▶ **TO-DO LIST**
A) Please rewrite the stretch of the Feynman passage from "I also see a" through "routes appear blocked.", changing "glass ceiling" to "career barrier".
B) Answer these questions about the Feynman passage, one answer per line, labeled (i), (ii), and (iii):
(i) Which physics phenomenon does the writer connect to the barrier many women face at work?
(ii) What hobbies did Feynman have?
(iii) In what year did his memoir *Surely You're Joking, Mr Feynman!* come out?

▶ **PASSAGE SHOWN**
§ §

Applied to gender inequality, also an inherently complicated and convoluted problem, path integrals can help conceptualise complex issues in a more tangible way potentially leading to innovative solutions.

I also see a connection between ‘quantum tunneling’ in physics and the invisible but very real glass ceiling faced by many women in the workplace. Quantum tunnelling is a phenomenon where particles move through a barrier that they shouldn’t be able to pass, a defiance of classical boundaries that is mirrored in how underrepresented groups can tunnel through societal barriers using innovative means when traditional routes appear blocked.

## From the atomic bomb to accusations of sexism

Feynman had a role in the Manhattan Project that developed the atomic bomb (as reflected in the Oscar-winning film *Oppenheimer*). He was a brilliant man, clearly, whose hobbies included safecracking and bongo drumming, yet one accused during his lifetime (1918-1988) of sexist behaviour toward women as reflected in some of his own comments in the 1985 memoir *Surely You’re Joking, Mr Feynman!*, based on recorded conversations.

§ §

▶ **LISTED ENTRIES**
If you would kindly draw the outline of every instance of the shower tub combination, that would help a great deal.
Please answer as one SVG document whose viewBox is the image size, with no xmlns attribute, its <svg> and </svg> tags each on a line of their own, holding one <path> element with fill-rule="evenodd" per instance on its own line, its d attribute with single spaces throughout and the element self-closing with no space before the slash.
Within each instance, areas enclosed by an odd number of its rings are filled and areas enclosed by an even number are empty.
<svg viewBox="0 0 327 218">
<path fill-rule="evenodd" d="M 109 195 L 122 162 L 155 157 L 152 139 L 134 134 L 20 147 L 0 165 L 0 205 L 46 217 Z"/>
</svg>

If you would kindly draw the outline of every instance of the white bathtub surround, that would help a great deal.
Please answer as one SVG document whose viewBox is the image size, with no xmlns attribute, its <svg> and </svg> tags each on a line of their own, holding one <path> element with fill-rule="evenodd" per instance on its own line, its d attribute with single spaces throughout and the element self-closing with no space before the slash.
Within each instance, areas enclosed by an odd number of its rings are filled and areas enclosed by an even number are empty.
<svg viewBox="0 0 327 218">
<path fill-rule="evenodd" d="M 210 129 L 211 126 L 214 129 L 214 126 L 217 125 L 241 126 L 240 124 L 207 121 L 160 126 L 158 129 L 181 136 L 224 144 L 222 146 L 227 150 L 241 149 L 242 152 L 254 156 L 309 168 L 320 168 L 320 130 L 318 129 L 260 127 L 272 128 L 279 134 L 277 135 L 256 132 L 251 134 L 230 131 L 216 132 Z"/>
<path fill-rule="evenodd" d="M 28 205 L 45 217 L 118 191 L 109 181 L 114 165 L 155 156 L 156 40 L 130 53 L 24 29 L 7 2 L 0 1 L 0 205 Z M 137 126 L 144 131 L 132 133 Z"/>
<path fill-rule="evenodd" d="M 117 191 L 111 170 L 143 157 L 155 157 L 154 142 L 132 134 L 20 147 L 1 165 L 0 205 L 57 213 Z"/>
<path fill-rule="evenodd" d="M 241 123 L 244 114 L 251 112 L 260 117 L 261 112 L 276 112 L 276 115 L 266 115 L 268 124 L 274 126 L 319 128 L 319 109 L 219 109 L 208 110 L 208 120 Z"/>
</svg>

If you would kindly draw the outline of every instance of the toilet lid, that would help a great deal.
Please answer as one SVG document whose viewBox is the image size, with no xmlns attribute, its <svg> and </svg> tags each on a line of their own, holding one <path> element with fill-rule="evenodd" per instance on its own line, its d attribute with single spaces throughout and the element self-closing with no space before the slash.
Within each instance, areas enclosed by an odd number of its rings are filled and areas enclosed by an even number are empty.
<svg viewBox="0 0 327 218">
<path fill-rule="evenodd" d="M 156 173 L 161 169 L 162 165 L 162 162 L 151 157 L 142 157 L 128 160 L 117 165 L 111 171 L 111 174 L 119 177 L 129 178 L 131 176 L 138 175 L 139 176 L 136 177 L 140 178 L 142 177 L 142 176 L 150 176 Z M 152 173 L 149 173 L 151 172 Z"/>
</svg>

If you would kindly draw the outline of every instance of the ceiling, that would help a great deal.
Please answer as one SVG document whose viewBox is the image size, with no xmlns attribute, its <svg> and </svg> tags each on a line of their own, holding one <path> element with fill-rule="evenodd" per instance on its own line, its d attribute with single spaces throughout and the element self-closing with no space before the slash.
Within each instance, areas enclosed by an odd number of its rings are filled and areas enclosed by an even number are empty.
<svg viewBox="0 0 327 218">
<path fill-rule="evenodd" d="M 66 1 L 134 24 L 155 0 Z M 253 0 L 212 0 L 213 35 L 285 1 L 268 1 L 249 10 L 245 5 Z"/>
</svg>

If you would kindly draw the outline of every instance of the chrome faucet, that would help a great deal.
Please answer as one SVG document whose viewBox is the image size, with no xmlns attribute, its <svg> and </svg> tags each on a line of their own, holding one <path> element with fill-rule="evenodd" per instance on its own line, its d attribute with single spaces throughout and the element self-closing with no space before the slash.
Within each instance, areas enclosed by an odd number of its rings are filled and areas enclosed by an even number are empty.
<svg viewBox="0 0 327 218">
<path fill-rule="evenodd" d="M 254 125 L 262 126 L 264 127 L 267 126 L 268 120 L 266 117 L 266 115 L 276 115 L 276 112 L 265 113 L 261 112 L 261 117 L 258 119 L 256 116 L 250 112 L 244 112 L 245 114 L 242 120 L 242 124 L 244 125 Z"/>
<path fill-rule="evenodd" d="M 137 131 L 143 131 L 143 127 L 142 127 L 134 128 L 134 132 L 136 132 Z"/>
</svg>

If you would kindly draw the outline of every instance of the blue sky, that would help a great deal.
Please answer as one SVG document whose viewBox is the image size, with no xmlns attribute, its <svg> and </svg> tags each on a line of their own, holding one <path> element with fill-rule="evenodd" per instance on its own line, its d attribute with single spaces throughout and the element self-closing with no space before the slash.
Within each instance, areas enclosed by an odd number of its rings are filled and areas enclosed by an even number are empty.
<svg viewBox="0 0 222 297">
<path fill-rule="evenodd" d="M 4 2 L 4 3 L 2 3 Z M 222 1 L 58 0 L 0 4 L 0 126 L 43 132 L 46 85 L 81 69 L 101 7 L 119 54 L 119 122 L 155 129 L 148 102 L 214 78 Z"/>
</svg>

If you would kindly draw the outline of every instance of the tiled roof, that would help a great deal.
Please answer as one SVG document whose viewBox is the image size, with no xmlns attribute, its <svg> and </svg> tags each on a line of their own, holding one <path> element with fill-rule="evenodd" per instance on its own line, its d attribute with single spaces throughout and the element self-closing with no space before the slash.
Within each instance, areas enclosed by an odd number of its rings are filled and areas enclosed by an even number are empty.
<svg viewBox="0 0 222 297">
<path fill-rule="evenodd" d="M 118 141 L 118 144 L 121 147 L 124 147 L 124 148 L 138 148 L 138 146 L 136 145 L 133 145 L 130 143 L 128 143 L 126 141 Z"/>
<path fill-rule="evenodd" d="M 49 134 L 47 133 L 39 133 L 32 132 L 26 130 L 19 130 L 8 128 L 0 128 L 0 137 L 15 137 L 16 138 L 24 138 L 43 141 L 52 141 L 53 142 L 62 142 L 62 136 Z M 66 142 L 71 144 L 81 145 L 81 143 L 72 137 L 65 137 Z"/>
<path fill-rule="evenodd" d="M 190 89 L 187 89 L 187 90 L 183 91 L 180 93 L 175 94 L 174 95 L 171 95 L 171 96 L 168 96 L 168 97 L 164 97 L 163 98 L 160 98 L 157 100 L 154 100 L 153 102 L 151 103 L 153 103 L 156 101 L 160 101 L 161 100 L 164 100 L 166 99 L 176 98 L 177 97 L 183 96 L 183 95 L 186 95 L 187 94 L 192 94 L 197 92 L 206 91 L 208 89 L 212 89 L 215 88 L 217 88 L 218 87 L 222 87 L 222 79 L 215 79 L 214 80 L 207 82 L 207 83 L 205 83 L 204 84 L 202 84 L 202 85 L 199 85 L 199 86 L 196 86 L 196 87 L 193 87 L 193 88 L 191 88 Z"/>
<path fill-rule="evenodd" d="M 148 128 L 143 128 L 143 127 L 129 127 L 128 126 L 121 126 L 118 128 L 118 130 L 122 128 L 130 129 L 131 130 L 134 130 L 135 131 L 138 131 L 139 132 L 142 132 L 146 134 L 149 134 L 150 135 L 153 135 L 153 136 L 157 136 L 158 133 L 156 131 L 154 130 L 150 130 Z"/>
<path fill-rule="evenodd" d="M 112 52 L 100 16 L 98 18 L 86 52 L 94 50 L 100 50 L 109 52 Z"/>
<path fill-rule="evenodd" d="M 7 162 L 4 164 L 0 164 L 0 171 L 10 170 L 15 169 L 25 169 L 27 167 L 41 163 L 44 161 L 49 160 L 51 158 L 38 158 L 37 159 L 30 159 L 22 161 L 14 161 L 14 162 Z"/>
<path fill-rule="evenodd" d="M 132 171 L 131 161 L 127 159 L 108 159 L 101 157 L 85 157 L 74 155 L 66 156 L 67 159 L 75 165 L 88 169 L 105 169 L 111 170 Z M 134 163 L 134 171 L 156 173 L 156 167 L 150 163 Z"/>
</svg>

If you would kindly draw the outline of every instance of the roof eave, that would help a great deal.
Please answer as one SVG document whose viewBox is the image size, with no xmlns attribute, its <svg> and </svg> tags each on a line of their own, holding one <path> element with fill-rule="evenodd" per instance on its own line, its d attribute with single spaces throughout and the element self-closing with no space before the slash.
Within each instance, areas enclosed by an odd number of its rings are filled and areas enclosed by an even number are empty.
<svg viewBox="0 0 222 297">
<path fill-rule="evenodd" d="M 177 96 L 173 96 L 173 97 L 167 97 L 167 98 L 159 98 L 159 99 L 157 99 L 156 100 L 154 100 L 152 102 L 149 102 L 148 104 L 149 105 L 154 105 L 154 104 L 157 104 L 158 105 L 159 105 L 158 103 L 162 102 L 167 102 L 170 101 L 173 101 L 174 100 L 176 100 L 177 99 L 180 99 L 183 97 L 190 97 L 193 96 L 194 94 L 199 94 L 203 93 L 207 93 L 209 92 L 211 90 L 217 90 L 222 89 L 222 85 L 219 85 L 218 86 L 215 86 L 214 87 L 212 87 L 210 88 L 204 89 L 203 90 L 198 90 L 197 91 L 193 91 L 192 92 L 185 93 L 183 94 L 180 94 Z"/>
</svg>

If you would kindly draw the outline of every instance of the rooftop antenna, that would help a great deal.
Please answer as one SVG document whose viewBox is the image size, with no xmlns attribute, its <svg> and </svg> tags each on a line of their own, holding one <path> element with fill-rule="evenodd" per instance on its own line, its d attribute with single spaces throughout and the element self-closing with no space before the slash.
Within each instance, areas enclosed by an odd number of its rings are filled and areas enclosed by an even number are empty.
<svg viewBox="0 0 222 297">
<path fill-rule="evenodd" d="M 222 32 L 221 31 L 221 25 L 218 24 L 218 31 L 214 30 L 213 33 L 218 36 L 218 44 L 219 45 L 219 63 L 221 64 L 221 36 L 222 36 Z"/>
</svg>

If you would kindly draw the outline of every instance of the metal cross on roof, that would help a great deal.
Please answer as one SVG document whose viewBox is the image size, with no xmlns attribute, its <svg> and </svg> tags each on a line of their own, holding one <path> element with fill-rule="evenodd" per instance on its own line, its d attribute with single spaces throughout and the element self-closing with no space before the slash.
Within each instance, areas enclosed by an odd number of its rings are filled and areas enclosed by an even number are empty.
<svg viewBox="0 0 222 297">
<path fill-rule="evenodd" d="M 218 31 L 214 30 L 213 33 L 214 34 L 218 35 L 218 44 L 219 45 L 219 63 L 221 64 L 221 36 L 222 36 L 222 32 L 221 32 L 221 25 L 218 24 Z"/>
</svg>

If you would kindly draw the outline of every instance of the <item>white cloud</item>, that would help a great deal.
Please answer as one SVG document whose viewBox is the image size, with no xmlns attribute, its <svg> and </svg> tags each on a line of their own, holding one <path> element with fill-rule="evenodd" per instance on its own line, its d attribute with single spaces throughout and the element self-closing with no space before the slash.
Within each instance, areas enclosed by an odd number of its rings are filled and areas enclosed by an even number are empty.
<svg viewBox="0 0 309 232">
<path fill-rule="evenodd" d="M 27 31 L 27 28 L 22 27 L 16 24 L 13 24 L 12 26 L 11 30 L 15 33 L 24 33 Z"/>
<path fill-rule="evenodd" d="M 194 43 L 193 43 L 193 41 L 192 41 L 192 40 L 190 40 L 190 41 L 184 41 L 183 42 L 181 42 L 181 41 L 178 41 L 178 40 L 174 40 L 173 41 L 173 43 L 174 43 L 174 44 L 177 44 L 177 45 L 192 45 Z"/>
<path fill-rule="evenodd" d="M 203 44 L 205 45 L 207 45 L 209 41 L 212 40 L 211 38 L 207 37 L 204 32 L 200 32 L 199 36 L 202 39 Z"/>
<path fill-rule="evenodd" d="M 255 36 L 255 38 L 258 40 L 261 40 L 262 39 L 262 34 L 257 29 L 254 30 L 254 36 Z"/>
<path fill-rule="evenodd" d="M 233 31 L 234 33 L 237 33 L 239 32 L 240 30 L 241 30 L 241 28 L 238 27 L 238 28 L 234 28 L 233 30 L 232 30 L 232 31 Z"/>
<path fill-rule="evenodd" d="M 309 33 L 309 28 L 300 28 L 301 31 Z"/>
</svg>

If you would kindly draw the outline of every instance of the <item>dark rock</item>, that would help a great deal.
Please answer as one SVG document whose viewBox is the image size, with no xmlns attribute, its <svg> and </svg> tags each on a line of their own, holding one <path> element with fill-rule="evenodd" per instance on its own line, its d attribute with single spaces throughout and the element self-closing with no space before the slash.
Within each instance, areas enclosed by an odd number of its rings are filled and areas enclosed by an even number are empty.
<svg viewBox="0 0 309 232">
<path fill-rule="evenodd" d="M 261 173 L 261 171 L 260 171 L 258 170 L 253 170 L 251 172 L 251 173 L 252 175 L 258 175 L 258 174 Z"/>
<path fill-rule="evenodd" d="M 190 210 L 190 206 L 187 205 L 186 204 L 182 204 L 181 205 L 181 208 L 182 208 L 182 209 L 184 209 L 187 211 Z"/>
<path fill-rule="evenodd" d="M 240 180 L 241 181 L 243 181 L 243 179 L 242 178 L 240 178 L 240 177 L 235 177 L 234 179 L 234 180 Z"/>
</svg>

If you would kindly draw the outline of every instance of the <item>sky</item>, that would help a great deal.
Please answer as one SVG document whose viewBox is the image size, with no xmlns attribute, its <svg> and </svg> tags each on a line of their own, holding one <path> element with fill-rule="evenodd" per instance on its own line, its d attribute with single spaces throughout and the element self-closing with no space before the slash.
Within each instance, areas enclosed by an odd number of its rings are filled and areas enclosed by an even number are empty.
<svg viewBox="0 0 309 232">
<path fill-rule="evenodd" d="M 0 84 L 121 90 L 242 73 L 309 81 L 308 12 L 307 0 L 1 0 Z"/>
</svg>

§ §

▶ **RESPONSES TO THE TASKS**
A)
I also see a connection between ‘quantum tunneling’ in physics and the invisible but very real career barrier faced by many women in the workplace. Quantum tunnelling is a phenomenon where particles move through a barrier that they shouldn’t be able to pass, a defiance of classical boundaries that is mirrored in how underrepresented groups can tunnel through societal barriers using innovative means when traditional routes appear blocked.

B)
(i) Quantum tunneling
(ii) Safecracking and bongo drumming
(iii) 1985